----- MATERIAL SUPPLIED -----
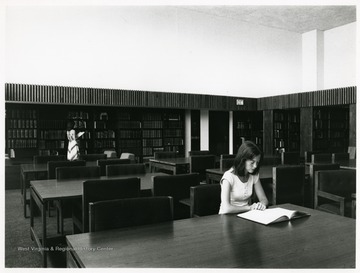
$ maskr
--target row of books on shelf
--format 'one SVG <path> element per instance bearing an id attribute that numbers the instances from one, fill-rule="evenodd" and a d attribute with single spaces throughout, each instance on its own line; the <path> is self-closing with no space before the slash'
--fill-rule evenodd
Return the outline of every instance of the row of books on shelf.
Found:
<path id="1" fill-rule="evenodd" d="M 68 119 L 89 119 L 89 113 L 84 111 L 69 111 Z"/>
<path id="2" fill-rule="evenodd" d="M 140 130 L 119 130 L 117 132 L 118 138 L 141 138 Z"/>
<path id="3" fill-rule="evenodd" d="M 182 137 L 183 130 L 181 129 L 171 129 L 163 131 L 164 137 Z"/>
<path id="4" fill-rule="evenodd" d="M 11 138 L 37 138 L 36 129 L 9 129 L 7 137 Z"/>
<path id="5" fill-rule="evenodd" d="M 96 140 L 94 141 L 94 148 L 115 148 L 115 140 Z"/>
<path id="6" fill-rule="evenodd" d="M 9 119 L 8 128 L 37 128 L 36 119 Z"/>
<path id="7" fill-rule="evenodd" d="M 160 147 L 163 146 L 163 140 L 162 138 L 145 138 L 142 140 L 142 144 L 144 147 Z"/>
<path id="8" fill-rule="evenodd" d="M 107 129 L 107 124 L 108 122 L 106 121 L 94 121 L 94 129 Z"/>
<path id="9" fill-rule="evenodd" d="M 9 139 L 8 148 L 37 148 L 36 139 Z"/>
<path id="10" fill-rule="evenodd" d="M 152 155 L 154 155 L 155 152 L 161 152 L 161 151 L 164 151 L 163 147 L 155 147 L 155 148 L 143 147 L 142 155 L 143 156 L 152 156 Z"/>
<path id="11" fill-rule="evenodd" d="M 113 130 L 95 132 L 95 138 L 115 138 Z"/>
<path id="12" fill-rule="evenodd" d="M 120 147 L 140 147 L 140 139 L 121 139 L 118 141 Z"/>
<path id="13" fill-rule="evenodd" d="M 160 130 L 143 130 L 142 137 L 143 138 L 161 138 L 162 131 L 160 131 Z"/>
<path id="14" fill-rule="evenodd" d="M 142 122 L 143 128 L 163 128 L 163 122 L 161 120 L 144 120 Z"/>
<path id="15" fill-rule="evenodd" d="M 6 116 L 10 119 L 36 119 L 37 111 L 33 109 L 10 109 L 6 111 Z"/>
<path id="16" fill-rule="evenodd" d="M 165 145 L 184 145 L 184 140 L 181 138 L 164 138 Z"/>
<path id="17" fill-rule="evenodd" d="M 140 129 L 141 122 L 138 120 L 118 120 L 116 122 L 117 128 L 133 128 L 133 129 Z"/>
<path id="18" fill-rule="evenodd" d="M 142 115 L 142 120 L 161 121 L 162 119 L 161 113 L 147 113 Z"/>
<path id="19" fill-rule="evenodd" d="M 63 129 L 66 128 L 66 120 L 39 120 L 39 128 Z"/>
<path id="20" fill-rule="evenodd" d="M 109 115 L 106 112 L 94 113 L 95 120 L 109 120 Z"/>
<path id="21" fill-rule="evenodd" d="M 57 140 L 57 141 L 39 141 L 39 149 L 65 149 L 65 141 Z"/>
<path id="22" fill-rule="evenodd" d="M 40 139 L 66 139 L 66 132 L 64 130 L 40 130 Z"/>
<path id="23" fill-rule="evenodd" d="M 183 128 L 182 121 L 174 121 L 174 120 L 165 120 L 164 128 Z"/>

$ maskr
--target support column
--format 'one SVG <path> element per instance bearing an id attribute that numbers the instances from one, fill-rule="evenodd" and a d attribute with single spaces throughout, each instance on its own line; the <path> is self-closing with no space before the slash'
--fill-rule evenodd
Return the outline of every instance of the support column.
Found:
<path id="1" fill-rule="evenodd" d="M 185 157 L 191 151 L 191 110 L 185 110 Z"/>
<path id="2" fill-rule="evenodd" d="M 229 111 L 229 154 L 233 154 L 234 150 L 234 113 Z"/>
<path id="3" fill-rule="evenodd" d="M 200 110 L 200 150 L 209 150 L 209 110 Z"/>

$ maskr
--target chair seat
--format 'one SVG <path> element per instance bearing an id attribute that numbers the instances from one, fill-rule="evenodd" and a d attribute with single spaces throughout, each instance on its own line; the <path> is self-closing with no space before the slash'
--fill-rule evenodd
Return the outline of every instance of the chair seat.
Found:
<path id="1" fill-rule="evenodd" d="M 336 202 L 322 204 L 322 205 L 318 206 L 317 209 L 321 210 L 321 211 L 329 212 L 332 214 L 340 215 L 339 203 L 336 203 Z M 351 217 L 351 209 L 352 209 L 351 201 L 345 202 L 345 215 L 344 216 Z"/>

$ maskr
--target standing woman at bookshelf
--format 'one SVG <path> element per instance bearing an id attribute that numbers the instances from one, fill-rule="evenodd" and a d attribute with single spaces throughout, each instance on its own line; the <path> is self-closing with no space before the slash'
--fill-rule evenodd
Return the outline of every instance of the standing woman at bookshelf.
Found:
<path id="1" fill-rule="evenodd" d="M 233 166 L 221 178 L 221 204 L 219 214 L 264 210 L 268 200 L 259 178 L 260 149 L 251 141 L 241 144 Z M 251 204 L 255 190 L 259 200 Z"/>

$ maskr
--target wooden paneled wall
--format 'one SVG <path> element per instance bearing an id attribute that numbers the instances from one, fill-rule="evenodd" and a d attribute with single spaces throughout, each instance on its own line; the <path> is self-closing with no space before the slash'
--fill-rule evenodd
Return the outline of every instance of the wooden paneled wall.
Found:
<path id="1" fill-rule="evenodd" d="M 242 100 L 243 104 L 237 105 L 238 100 Z M 228 111 L 257 108 L 257 99 L 254 98 L 15 83 L 5 85 L 5 101 Z"/>
<path id="2" fill-rule="evenodd" d="M 356 103 L 356 86 L 258 99 L 258 110 L 302 108 Z"/>

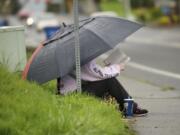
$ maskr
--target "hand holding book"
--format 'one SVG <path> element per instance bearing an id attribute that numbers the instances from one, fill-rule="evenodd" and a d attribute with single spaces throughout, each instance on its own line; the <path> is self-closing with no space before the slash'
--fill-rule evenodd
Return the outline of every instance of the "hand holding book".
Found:
<path id="1" fill-rule="evenodd" d="M 116 49 L 104 60 L 104 63 L 105 65 L 119 64 L 124 68 L 130 59 L 131 58 L 125 53 L 121 52 L 119 49 Z"/>
<path id="2" fill-rule="evenodd" d="M 124 71 L 125 64 L 124 63 L 119 64 L 119 68 L 120 68 L 120 71 Z"/>

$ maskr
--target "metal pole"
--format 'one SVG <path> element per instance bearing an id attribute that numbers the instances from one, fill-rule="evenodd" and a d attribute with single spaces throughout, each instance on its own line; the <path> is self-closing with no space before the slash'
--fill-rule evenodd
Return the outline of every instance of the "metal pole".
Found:
<path id="1" fill-rule="evenodd" d="M 128 18 L 131 12 L 131 6 L 129 0 L 124 0 L 124 9 L 125 9 L 125 16 Z"/>
<path id="2" fill-rule="evenodd" d="M 73 0 L 74 10 L 74 41 L 75 41 L 75 59 L 76 59 L 76 85 L 77 91 L 81 92 L 81 63 L 80 63 L 80 43 L 79 43 L 79 3 Z"/>

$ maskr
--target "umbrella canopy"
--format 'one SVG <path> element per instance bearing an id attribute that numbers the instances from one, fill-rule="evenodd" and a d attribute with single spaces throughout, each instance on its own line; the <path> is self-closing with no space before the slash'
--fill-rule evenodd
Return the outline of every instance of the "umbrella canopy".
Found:
<path id="1" fill-rule="evenodd" d="M 114 48 L 142 25 L 117 17 L 95 17 L 79 23 L 81 64 Z M 73 25 L 39 46 L 24 72 L 24 78 L 45 83 L 63 77 L 75 67 Z"/>

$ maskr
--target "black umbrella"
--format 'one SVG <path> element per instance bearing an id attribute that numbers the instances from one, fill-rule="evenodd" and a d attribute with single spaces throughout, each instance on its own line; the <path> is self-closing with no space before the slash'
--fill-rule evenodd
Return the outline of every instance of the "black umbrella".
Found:
<path id="1" fill-rule="evenodd" d="M 95 17 L 80 21 L 81 64 L 114 48 L 142 25 L 117 17 Z M 63 77 L 75 67 L 73 25 L 57 33 L 34 53 L 25 68 L 24 77 L 44 83 Z"/>

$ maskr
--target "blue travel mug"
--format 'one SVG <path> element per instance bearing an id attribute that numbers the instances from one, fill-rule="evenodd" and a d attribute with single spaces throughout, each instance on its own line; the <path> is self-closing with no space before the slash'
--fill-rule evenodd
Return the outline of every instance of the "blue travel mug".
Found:
<path id="1" fill-rule="evenodd" d="M 133 116 L 133 104 L 134 99 L 128 98 L 124 99 L 124 109 L 125 109 L 125 116 L 132 117 Z"/>

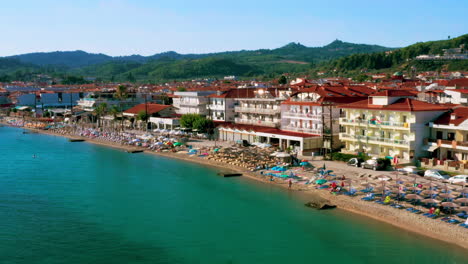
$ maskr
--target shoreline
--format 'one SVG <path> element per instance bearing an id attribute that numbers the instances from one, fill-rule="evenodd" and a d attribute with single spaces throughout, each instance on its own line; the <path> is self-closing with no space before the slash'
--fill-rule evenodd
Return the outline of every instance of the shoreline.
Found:
<path id="1" fill-rule="evenodd" d="M 6 126 L 10 126 L 7 123 L 0 122 Z M 48 130 L 34 129 L 34 128 L 24 128 L 29 131 L 34 131 L 40 134 L 46 134 L 51 136 L 60 136 L 68 139 L 84 139 L 86 142 L 91 144 L 101 145 L 105 147 L 110 147 L 114 149 L 119 149 L 123 151 L 128 150 L 143 150 L 144 153 L 153 154 L 160 157 L 173 158 L 181 161 L 188 161 L 199 165 L 209 166 L 215 169 L 220 169 L 223 171 L 232 171 L 242 173 L 243 177 L 246 177 L 251 180 L 258 182 L 263 182 L 266 184 L 274 184 L 279 188 L 283 188 L 288 191 L 286 182 L 275 181 L 274 183 L 267 180 L 266 176 L 259 175 L 257 173 L 251 172 L 247 169 L 237 167 L 231 164 L 220 163 L 213 160 L 208 160 L 200 157 L 192 157 L 187 154 L 177 154 L 172 152 L 154 152 L 149 151 L 143 147 L 135 147 L 128 145 L 120 145 L 114 142 L 103 142 L 100 140 L 95 140 L 87 137 L 72 136 L 66 134 L 54 133 Z M 302 187 L 302 186 L 299 186 Z M 352 198 L 345 195 L 332 195 L 326 191 L 320 191 L 315 189 L 301 189 L 298 188 L 298 185 L 293 185 L 293 190 L 297 193 L 300 193 L 302 196 L 307 198 L 308 196 L 319 195 L 325 199 L 328 199 L 330 202 L 335 204 L 338 209 L 344 211 L 365 216 L 379 222 L 383 222 L 394 227 L 400 228 L 402 230 L 409 231 L 411 233 L 419 234 L 425 237 L 430 237 L 434 240 L 442 241 L 458 248 L 468 249 L 468 232 L 466 229 L 458 227 L 457 225 L 451 225 L 438 221 L 435 219 L 430 219 L 423 217 L 421 215 L 412 214 L 406 212 L 405 210 L 398 210 L 391 208 L 389 206 L 384 206 L 376 204 L 373 202 L 365 202 L 359 198 Z M 313 210 L 313 209 L 311 209 Z"/>

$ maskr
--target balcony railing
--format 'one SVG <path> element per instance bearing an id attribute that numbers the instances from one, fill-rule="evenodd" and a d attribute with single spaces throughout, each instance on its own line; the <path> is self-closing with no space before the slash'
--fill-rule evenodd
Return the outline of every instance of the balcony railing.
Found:
<path id="1" fill-rule="evenodd" d="M 322 134 L 322 129 L 313 129 L 313 128 L 304 128 L 304 127 L 295 127 L 295 126 L 285 126 L 283 129 L 287 131 L 303 132 L 303 133 L 310 133 L 310 134 L 316 134 L 316 135 Z"/>
<path id="2" fill-rule="evenodd" d="M 311 113 L 302 113 L 302 112 L 291 112 L 291 111 L 287 111 L 287 112 L 283 112 L 283 116 L 294 116 L 294 117 L 302 117 L 302 118 L 311 118 L 311 119 L 318 119 L 318 120 L 322 120 L 322 115 L 313 115 Z"/>
<path id="3" fill-rule="evenodd" d="M 430 143 L 437 143 L 440 145 L 450 145 L 454 149 L 456 149 L 457 147 L 468 148 L 467 141 L 456 141 L 456 140 L 449 140 L 449 139 L 432 139 L 432 138 L 426 138 L 426 140 L 427 142 L 430 142 Z"/>
<path id="4" fill-rule="evenodd" d="M 209 104 L 206 106 L 206 109 L 210 109 L 210 110 L 224 110 L 224 105 L 220 105 L 220 104 Z"/>
<path id="5" fill-rule="evenodd" d="M 371 121 L 371 120 L 340 118 L 340 123 L 353 123 L 353 124 L 361 125 L 361 126 L 374 125 L 374 126 L 391 126 L 391 127 L 409 128 L 408 122 L 395 122 L 395 121 Z"/>
<path id="6" fill-rule="evenodd" d="M 234 111 L 238 113 L 255 113 L 255 114 L 279 114 L 281 109 L 278 108 L 255 108 L 255 107 L 243 107 L 236 106 Z"/>
<path id="7" fill-rule="evenodd" d="M 244 124 L 244 125 L 253 125 L 253 126 L 266 126 L 266 127 L 278 127 L 280 120 L 273 121 L 265 121 L 265 120 L 258 120 L 258 119 L 242 119 L 236 118 L 234 120 L 237 124 Z"/>
<path id="8" fill-rule="evenodd" d="M 400 140 L 400 139 L 391 139 L 391 138 L 381 138 L 381 137 L 370 137 L 370 136 L 360 136 L 360 135 L 349 135 L 346 133 L 340 133 L 341 138 L 355 139 L 358 141 L 374 141 L 378 143 L 385 143 L 391 145 L 408 145 L 409 140 Z"/>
-----
EXERCISE AIM: Your task is to copy every line in the entries that holds the string "target".

OUTPUT BELOW:
--target row of books on shelf
--target support column
--target chair seat
--target standing woman at bookshelf
--target wooden paneled wall
--target "hand holding book"
--target "metal pole"
--target "umbrella canopy"
--target "black umbrella"
--target "blue travel mug"
--target shoreline
--target balcony railing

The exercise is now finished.